Directions: Rewrite only the part of the listing that opens with the line containing "Reviewer note: every instance of the frost-covered" and closes with the line containing "355], [618, 169]]", putting "frost-covered branch" wherever "frost-covered leaf" appears and leaving everything else unchanged.

Information provided:
_____
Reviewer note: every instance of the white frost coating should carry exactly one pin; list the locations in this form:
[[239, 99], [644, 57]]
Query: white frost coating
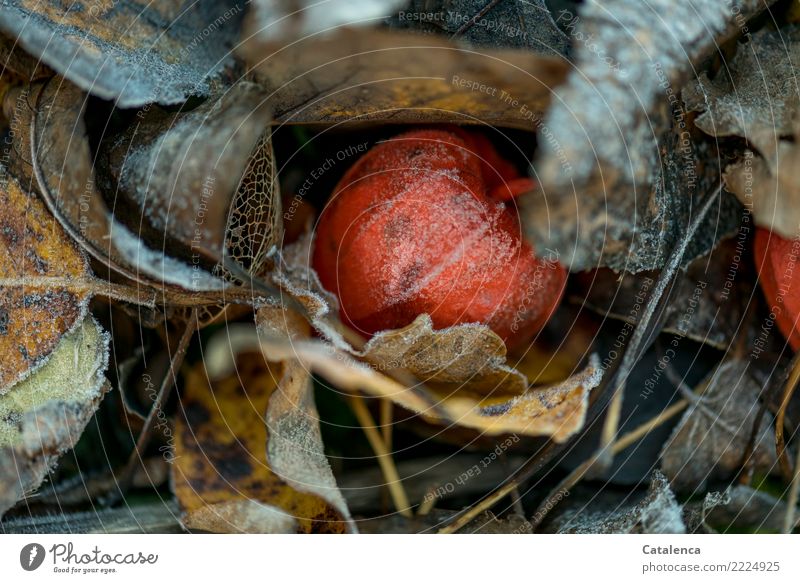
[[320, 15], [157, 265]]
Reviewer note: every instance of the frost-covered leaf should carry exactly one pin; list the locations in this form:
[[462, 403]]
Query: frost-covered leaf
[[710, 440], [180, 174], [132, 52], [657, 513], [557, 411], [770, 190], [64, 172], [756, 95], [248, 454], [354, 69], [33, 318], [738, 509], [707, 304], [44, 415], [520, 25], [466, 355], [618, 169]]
_____
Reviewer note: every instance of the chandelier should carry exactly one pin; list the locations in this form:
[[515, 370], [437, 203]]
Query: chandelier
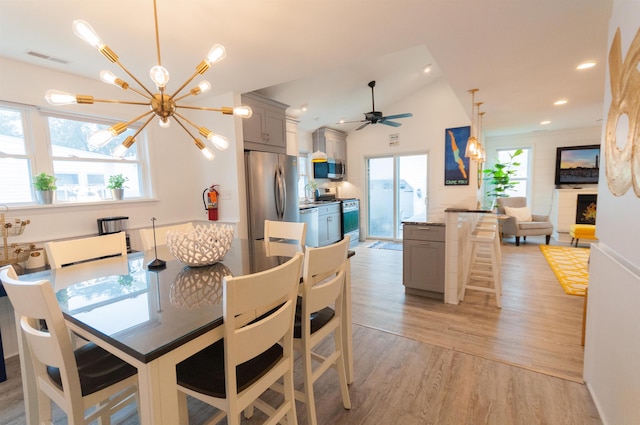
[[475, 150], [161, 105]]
_____
Solution:
Reviewer note: every instance of the frost-covered branch should carry exactly one pin; list the locations in this form:
[[462, 403]]
Query: frost-covered branch
[[710, 440], [180, 174], [132, 52], [657, 513], [557, 411], [770, 190], [64, 172], [756, 95], [248, 454], [354, 69], [33, 318], [738, 509], [707, 304], [44, 415], [520, 25], [466, 355], [618, 169]]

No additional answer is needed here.